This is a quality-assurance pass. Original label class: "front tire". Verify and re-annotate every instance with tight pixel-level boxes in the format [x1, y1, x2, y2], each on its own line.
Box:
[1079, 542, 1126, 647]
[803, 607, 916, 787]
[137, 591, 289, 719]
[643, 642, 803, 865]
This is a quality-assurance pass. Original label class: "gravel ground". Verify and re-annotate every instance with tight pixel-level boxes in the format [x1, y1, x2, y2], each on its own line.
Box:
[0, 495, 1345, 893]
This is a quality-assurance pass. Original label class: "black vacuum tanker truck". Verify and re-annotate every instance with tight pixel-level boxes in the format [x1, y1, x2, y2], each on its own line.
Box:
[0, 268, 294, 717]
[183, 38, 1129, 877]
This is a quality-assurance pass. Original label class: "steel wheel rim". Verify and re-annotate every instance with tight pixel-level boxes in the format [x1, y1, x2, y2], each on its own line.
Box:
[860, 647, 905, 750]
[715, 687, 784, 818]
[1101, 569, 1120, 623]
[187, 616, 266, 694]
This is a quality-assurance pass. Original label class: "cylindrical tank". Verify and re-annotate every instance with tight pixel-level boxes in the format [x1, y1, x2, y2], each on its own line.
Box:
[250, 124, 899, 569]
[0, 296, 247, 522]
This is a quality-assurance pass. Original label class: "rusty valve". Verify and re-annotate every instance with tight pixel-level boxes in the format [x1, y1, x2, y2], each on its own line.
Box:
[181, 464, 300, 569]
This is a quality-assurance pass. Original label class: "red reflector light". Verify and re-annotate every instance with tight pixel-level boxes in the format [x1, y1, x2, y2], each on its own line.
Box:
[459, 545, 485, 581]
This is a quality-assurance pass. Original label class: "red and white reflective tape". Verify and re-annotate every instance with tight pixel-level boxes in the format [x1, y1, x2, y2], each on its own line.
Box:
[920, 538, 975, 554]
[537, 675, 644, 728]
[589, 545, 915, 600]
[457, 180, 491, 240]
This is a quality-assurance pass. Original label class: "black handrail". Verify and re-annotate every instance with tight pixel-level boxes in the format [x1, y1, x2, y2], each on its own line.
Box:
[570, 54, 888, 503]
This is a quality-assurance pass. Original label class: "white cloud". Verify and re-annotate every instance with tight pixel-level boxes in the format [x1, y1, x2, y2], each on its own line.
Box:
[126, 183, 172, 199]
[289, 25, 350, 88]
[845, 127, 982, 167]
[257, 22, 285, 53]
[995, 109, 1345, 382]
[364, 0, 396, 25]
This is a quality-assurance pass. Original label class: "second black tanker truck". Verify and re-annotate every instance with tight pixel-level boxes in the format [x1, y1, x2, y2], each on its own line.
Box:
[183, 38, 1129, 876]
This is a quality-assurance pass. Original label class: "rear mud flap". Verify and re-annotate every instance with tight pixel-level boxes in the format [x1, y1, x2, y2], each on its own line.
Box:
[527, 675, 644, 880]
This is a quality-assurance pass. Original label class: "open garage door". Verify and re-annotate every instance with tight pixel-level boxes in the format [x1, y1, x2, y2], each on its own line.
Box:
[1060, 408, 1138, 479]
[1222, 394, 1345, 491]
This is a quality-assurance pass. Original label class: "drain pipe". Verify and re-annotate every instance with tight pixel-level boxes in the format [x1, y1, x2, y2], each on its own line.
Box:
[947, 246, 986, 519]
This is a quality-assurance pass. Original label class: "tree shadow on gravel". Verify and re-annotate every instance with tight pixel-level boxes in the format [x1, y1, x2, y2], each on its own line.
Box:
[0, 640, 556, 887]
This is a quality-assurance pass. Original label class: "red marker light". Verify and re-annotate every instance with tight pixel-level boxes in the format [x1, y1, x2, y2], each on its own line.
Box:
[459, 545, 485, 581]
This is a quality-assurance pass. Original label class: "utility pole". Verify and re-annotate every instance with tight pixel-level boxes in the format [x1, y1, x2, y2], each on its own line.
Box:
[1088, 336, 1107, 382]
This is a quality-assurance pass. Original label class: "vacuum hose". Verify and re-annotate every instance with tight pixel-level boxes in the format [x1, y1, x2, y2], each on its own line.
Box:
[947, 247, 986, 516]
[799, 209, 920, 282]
--
Show each line of the listing above that contains the word "light", copied in full.

Full response:
This is a quality-assurance pass. Original label class: "red reflector light". Verify and re-annotate every instance with tight pixel-level boxes in the format [x1, y1, x2, y2], each on its own line.
This is a quality-assurance pass. Original label class: "red marker light". Verify and re-annotate every instance with tight pixel-level boxes in the format [x1, y1, x2, y2], each on its own line.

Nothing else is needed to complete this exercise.